## EXERCISE AIM
Retype the listing below exactly as it appears, from the line containing "of the breaking" through the end of the listing, both ends included.

## EXERCISE INPUTS
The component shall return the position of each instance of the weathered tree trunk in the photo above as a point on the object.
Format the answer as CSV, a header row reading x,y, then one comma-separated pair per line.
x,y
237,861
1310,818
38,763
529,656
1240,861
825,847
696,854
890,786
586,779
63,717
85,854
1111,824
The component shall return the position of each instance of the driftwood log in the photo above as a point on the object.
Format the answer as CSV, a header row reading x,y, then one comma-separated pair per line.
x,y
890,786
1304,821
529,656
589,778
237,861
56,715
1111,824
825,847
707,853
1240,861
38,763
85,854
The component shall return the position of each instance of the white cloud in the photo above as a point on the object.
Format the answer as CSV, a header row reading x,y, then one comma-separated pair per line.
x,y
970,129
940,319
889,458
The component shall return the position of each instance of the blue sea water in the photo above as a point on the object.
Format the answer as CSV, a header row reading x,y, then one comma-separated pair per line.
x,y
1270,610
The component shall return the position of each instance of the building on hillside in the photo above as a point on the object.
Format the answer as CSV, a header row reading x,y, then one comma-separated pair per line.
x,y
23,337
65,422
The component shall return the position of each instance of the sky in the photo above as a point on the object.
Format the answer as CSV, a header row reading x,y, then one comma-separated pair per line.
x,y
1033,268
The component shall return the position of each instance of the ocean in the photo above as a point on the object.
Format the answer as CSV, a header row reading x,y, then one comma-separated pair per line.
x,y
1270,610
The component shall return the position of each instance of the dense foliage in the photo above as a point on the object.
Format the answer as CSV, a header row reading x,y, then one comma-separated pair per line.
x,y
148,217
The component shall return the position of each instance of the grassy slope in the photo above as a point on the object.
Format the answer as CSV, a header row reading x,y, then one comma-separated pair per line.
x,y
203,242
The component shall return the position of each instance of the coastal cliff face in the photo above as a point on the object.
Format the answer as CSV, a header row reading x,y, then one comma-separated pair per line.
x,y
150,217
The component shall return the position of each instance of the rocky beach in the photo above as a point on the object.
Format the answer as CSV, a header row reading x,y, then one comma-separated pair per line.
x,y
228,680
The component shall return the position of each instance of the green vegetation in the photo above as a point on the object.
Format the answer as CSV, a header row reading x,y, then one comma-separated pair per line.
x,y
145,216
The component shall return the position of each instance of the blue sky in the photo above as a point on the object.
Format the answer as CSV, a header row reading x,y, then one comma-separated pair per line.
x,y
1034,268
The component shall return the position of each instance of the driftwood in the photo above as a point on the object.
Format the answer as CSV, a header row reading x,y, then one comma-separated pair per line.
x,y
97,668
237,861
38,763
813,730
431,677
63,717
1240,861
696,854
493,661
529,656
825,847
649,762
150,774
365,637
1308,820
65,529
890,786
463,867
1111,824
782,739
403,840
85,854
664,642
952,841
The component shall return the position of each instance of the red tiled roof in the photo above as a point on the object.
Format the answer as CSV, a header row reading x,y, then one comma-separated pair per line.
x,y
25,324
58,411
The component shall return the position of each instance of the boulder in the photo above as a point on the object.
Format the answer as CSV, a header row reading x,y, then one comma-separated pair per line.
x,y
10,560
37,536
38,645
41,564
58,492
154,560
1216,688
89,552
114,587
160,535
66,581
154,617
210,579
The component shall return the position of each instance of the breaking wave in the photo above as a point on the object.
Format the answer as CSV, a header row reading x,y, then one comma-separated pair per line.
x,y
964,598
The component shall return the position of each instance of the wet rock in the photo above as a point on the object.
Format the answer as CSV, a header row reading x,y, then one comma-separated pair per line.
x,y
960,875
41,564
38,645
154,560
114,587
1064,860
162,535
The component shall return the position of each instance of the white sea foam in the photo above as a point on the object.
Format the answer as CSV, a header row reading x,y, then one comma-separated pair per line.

## ANSWER TO THE EXERCISE
The component shall return the position of each instance of the breaking wave in the photo above as a point on the object.
Format the answer as CSV, a header row reading x,y, then one comma-separated pair per line.
x,y
964,598
The component shall return the position of each instance of the wet rock in the photo above as a point on the object.
Format the answer as CSV, a header row reading x,y, then one comma-separated pair per line.
x,y
960,875
41,564
38,645
154,560
114,587
1064,860
162,535
The component shall return the position of each instance of the white sea foam in the photo above as a point on the object.
Format the answer as CSV, a header row reading x,y, then one comma-separated pair per line.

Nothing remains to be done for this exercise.